Lines of data:
= = = = = = =

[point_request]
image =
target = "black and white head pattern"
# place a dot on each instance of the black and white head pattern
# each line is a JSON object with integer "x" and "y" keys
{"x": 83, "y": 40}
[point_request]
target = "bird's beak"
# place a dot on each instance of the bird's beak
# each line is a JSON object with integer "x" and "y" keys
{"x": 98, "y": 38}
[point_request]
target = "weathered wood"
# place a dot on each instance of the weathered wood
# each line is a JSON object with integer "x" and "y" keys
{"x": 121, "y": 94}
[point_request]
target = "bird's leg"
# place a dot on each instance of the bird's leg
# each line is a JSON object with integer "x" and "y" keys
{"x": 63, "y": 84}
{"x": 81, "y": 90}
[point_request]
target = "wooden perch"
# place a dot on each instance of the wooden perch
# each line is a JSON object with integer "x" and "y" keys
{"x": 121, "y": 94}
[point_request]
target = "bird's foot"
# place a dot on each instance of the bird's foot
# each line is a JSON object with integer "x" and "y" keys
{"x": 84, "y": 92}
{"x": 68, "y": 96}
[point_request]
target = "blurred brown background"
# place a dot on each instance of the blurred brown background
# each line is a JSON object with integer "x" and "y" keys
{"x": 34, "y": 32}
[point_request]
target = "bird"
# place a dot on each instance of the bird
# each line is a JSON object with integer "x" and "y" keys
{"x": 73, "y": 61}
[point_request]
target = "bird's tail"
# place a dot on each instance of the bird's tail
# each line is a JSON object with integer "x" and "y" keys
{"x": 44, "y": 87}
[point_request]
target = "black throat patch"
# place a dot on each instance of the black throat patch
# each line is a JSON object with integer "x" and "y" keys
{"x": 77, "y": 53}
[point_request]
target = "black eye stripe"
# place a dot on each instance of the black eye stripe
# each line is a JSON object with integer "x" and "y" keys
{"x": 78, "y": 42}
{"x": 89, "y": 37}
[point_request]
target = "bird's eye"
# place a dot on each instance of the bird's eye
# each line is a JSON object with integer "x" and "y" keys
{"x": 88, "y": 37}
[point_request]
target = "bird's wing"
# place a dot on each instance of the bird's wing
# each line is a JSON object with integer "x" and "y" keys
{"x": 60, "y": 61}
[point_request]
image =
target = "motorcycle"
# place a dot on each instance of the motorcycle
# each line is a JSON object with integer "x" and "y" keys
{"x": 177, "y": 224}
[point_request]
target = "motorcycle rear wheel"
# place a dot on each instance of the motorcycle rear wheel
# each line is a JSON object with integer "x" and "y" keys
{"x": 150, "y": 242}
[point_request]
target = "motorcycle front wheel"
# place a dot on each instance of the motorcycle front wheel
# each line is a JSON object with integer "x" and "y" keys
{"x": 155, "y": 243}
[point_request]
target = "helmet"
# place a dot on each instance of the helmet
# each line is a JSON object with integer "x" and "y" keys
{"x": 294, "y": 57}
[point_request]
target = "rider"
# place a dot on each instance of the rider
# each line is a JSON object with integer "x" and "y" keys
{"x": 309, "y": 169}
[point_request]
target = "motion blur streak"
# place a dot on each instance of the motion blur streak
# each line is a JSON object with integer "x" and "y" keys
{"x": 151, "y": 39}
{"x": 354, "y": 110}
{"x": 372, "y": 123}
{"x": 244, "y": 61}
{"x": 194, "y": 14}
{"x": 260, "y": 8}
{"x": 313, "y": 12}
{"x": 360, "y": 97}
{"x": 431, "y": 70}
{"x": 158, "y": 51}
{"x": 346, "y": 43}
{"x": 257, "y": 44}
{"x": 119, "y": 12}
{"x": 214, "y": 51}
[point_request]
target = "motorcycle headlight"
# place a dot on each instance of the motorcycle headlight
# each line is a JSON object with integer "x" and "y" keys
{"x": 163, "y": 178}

= = = = = = =

Using the data above, return each line exactly as written.

[point_request]
image =
target = "black and white head pattern"
# place a dot on each instance of the black and white head pattern
# each line is a JSON object with integer "x" and "y" keys
{"x": 83, "y": 40}
[point_request]
target = "bird's beak"
# place a dot on each instance of the bird's beak
# each line is a JSON object with integer "x" and "y" keys
{"x": 98, "y": 38}
[point_request]
target = "weathered wood"
# place a dot on each instance of the weathered wood
# each line is a JSON object with integer "x" and "y" keys
{"x": 121, "y": 94}
[point_request]
target = "bird's leg"
# place a dot on each instance of the bird's leg
# each line is a JSON object with integer "x" and "y" keys
{"x": 63, "y": 84}
{"x": 81, "y": 90}
[point_request]
target = "wooden perch"
# place a dot on each instance of the wooden perch
# each line is a JSON object with integer "x" and "y" keys
{"x": 121, "y": 94}
[point_request]
target = "bird's foot"
# place a dot on each instance of the bird's foot
# each line is a JSON object with integer "x" and "y" keys
{"x": 84, "y": 92}
{"x": 68, "y": 96}
[point_request]
target = "blurred brown background"
# place a dot on each instance of the blurred brown background
# each line is a JSON object with integer "x" and "y" keys
{"x": 34, "y": 32}
[point_request]
target = "bird"
# place a dot on each instance of the bird
# each line is a JSON object with integer "x" and "y" keys
{"x": 73, "y": 61}
[point_request]
target = "bird's tail"
# place a dot on each instance of the bird's tail
# each line is a JSON object with integer "x" and "y" keys
{"x": 44, "y": 87}
[point_request]
target = "black throat patch"
# place a dot on each instance of the black throat patch
# each line is a JSON object with integer "x" and "y" keys
{"x": 77, "y": 53}
[point_request]
target = "black eye stripe"
# place a dot on each instance of the black eye stripe
# each line is a JSON object with integer "x" and "y" keys
{"x": 78, "y": 42}
{"x": 89, "y": 37}
[point_request]
target = "bird's eye"
# place a dot on each instance of the bird's eye
# each line is a JSON object with integer "x" and "y" keys
{"x": 88, "y": 37}
[point_request]
target = "bird's wing"
# place a dot on each instance of the bird's wing
# each line is a JSON object with integer "x" and "y" keys
{"x": 60, "y": 61}
[point_request]
image =
target = "motorcycle"
# place a dot on each instance of the motorcycle
# each line is a JSON object with integer "x" and "y" keys
{"x": 177, "y": 224}
[point_request]
target = "motorcycle rear wheel"
# place a dot on each instance of the motorcycle rear wheel
# each line is a JSON object with integer "x" and "y" keys
{"x": 150, "y": 242}
[point_request]
target = "motorcycle front wheel"
# place a dot on each instance of the motorcycle front wheel
# each line is a JSON object with integer "x" and "y" keys
{"x": 155, "y": 243}
[point_request]
target = "helmet"
# place a dot on each instance of the helmet
# each line is a JSON object with integer "x" and "y" keys
{"x": 294, "y": 57}
[point_request]
target = "rider"
# place a dot on each instance of the rider
# each line is a JSON object with integer "x" and "y" keys
{"x": 309, "y": 169}
[point_request]
target = "motion blur streak"
# place a dot on each instance of the motion blur streak
# each line is a JSON object with integer "x" and "y" keys
{"x": 151, "y": 39}
{"x": 354, "y": 110}
{"x": 372, "y": 123}
{"x": 244, "y": 61}
{"x": 194, "y": 14}
{"x": 260, "y": 8}
{"x": 313, "y": 12}
{"x": 360, "y": 97}
{"x": 431, "y": 70}
{"x": 158, "y": 51}
{"x": 346, "y": 43}
{"x": 257, "y": 44}
{"x": 119, "y": 12}
{"x": 214, "y": 51}
[point_request]
target = "motorcycle headlight"
# place a dot on each instance of the motorcycle headlight
# each line is a JSON object with integer "x" and "y" keys
{"x": 163, "y": 178}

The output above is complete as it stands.